HOME

Jumat, 14 April 2017

KAJIAN Al-QOWAID Al-ARBA’ - 3



Oleh : Abu Yusuf Akhmad Ja’far

Muqoddimah
الحَمْدُ للهِ حَمْدًا كَثِيْرًا طَيِّبًا مُبَارَكًا فِيْهِ ، كَمَا يُحِبُّ رَبُّنَا وَ يَرْضَى ، وَ أَشْهَدُ أَنْ لَا إِلَهَ إِلَّا اللهُ وَ أَنَّ مُحَمَّدًا عَبْدُهُ وَ رَسُوْلُهُ
قَالَ اللهُ تَعَالَى : يَآيُّهَا الذِّيْنَ آمَنُوْا اتَّقُوْا اللهَ حَقَّ تُقَاتِهِ، وَ لَا تَمُوْتُنَّ إِلَّا وَ أَنْتُمْ مُسْلِمُوْنَ
وَ إِنَّ أَصْدَقَ الحَدِيْثِ كِتَابُ اللهِ تَعَالَى ، وَ خيْرَ الهَدْيِ هَدْيُ النَّبِيِّ صَلَى اللهُ عَلَيْهِ وَ سَلَّمَ ، وَ شَرَّ الأُمُوْرِ مُحْدَثَاتُهَا فَإِنَّ كُلَّ مُحْدَثَاتِ بِدْعَةٍ وَ كُلَّ بِدْعَةٍ ضَلَالَةٍ
أمَّا بَعْدُ ،
Segala pujia bagi Allah atas limpahan rahmat dan nikmat-Nya. Betapa banyak nikmat yang Allah berikan kepada kita, namun tidak banyak nikmat yang diberikan olehNya kita manfaatkan untuk kebaikan dan ketaatan. Patut bagi kita untuk selalu intropeksi diri setiap langkah yang kita lalui dalam kehidupan dunia ini.
^^^^
> _Tugas yang Dikerjakan_:
1. Ringkas paragraf dalam tulisan di atas yang diawali "Segala pujia bagi Allah" menjadi paling banyak dua kalimat, dengan tetap memuat pokok isinya.
2. Kutip semua baris pada daftar di bawah yang mengandung kata "memorial".

> _Baris Tersimpan_:
^^^^
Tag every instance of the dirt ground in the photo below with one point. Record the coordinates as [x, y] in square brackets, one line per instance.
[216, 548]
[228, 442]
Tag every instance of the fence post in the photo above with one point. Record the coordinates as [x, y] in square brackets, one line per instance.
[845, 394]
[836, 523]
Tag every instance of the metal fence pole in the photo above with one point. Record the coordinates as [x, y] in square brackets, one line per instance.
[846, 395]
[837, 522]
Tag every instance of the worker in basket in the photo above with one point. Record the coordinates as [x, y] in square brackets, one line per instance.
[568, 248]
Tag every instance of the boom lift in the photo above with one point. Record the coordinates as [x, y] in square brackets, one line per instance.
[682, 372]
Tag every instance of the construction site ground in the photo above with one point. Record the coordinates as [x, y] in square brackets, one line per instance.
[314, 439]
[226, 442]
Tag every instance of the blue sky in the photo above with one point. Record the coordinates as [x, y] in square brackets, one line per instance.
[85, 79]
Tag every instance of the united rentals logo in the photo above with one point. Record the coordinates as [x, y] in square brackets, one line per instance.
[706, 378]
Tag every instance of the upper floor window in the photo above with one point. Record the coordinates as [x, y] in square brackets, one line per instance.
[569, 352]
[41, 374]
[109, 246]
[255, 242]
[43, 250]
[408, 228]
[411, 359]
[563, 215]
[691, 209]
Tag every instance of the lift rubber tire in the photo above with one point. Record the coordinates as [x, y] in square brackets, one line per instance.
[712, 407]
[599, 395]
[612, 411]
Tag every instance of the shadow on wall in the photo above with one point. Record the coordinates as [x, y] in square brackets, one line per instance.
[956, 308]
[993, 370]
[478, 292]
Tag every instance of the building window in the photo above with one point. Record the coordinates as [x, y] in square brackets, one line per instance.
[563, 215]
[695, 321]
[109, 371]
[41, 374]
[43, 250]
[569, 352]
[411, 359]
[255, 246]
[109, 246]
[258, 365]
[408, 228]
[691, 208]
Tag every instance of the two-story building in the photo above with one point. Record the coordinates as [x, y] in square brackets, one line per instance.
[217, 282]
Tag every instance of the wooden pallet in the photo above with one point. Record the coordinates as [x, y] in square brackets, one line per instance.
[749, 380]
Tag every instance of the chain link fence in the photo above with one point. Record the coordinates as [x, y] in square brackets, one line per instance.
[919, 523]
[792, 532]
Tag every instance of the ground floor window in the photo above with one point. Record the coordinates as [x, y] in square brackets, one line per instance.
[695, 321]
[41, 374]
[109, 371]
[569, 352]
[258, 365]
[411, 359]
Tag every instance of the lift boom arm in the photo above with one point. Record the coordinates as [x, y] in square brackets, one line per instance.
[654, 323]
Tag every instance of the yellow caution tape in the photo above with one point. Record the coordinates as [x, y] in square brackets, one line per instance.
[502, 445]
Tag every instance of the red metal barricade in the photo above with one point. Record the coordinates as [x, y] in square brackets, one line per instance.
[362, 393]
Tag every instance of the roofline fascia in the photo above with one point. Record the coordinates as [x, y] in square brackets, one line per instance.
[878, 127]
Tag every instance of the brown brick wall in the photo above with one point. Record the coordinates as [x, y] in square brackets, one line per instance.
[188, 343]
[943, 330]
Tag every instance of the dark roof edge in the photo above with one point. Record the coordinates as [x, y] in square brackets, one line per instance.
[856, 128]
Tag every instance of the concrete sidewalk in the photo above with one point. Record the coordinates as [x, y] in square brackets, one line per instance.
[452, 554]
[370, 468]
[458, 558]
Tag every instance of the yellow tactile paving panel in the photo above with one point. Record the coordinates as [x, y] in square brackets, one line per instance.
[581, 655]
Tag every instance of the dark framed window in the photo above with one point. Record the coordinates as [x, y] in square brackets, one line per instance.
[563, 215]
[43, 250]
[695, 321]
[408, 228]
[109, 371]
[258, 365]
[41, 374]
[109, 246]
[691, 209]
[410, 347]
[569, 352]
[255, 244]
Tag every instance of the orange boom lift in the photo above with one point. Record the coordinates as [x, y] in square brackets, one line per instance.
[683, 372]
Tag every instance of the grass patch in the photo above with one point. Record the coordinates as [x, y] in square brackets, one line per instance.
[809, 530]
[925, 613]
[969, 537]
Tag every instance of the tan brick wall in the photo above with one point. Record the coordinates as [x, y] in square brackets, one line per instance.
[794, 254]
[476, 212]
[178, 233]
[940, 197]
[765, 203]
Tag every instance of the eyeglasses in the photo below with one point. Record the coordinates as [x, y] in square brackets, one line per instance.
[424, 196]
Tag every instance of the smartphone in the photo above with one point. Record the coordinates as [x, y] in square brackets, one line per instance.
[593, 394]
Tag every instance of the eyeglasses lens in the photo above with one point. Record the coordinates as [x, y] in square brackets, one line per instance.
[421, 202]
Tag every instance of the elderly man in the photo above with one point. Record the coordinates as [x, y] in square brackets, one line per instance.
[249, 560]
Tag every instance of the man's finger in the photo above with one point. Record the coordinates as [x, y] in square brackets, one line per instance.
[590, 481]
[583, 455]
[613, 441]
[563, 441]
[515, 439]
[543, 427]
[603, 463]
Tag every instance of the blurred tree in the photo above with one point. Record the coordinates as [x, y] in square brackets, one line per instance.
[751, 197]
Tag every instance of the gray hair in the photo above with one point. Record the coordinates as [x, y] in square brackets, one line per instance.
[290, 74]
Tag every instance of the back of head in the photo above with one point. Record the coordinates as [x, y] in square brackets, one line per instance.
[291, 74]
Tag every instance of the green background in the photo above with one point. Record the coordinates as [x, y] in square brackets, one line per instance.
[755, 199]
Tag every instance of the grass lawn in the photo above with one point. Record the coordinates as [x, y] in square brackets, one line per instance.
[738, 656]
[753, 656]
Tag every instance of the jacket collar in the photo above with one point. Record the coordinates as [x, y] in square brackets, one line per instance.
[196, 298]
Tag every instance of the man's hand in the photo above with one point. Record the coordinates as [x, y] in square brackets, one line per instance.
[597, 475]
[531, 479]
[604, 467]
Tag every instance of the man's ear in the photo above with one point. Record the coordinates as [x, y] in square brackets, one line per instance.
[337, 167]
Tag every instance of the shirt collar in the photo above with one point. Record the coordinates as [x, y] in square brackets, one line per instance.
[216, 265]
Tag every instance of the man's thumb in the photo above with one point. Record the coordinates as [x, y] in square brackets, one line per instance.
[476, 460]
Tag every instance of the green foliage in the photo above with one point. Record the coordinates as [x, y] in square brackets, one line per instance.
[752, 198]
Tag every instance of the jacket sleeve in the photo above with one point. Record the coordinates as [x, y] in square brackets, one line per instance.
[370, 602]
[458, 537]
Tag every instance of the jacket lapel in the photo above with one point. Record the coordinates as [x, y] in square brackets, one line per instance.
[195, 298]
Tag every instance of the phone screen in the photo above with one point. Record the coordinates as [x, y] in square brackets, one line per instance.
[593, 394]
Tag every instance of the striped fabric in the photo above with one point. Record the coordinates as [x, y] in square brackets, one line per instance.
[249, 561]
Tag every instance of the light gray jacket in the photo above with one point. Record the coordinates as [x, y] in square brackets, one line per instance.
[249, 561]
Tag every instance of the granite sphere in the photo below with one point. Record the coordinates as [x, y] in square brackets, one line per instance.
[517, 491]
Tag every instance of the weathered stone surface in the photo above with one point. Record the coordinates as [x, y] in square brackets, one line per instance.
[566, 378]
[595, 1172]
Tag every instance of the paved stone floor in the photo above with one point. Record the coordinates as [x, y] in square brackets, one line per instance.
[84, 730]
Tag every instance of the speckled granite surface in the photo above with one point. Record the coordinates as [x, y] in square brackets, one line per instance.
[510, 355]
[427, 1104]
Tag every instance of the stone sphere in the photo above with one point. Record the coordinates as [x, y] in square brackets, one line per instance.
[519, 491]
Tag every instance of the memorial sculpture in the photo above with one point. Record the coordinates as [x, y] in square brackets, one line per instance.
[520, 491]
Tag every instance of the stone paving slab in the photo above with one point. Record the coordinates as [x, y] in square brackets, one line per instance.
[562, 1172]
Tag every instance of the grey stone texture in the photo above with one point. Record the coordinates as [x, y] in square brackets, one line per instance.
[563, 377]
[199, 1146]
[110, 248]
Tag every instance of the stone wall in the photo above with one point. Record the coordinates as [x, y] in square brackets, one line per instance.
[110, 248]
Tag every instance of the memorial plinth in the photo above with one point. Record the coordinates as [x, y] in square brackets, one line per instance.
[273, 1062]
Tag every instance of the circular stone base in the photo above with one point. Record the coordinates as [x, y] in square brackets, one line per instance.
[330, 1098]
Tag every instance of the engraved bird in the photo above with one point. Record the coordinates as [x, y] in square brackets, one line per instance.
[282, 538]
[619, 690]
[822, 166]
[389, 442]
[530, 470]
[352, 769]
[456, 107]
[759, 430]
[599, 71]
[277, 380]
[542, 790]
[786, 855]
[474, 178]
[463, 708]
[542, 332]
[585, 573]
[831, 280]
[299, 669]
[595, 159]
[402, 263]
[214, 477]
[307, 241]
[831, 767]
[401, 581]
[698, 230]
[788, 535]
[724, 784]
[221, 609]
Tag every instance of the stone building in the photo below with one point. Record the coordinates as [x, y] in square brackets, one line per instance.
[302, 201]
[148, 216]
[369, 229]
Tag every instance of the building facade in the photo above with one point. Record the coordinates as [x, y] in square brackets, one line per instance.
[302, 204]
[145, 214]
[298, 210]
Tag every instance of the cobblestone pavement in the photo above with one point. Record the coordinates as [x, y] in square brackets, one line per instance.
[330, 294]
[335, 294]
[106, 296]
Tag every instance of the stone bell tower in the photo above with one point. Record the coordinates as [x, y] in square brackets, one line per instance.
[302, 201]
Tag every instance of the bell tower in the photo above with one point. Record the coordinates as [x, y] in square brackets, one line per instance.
^^^^
> _Jawaban Tiap Tugas_:
1. Segala puji bagi Allah atas rahmat dan nikmat-Nya yang begitu banyak, tetapi hanya sedikit yang kita pakai untuk kebaikan dan ketaatan. Karena itu, kita perlu selalu mengoreksi diri di setiap langkah hidup di dunia ini.

2.
Tag every instance of the memorial sculpture in the photo above with one point. Record the coordinates as [x, y] in square brackets, one line per instance.
Tag every instance of the memorial plinth in the photo above with one point. Record the coordinates as [x, y] in square brackets, one line per instance.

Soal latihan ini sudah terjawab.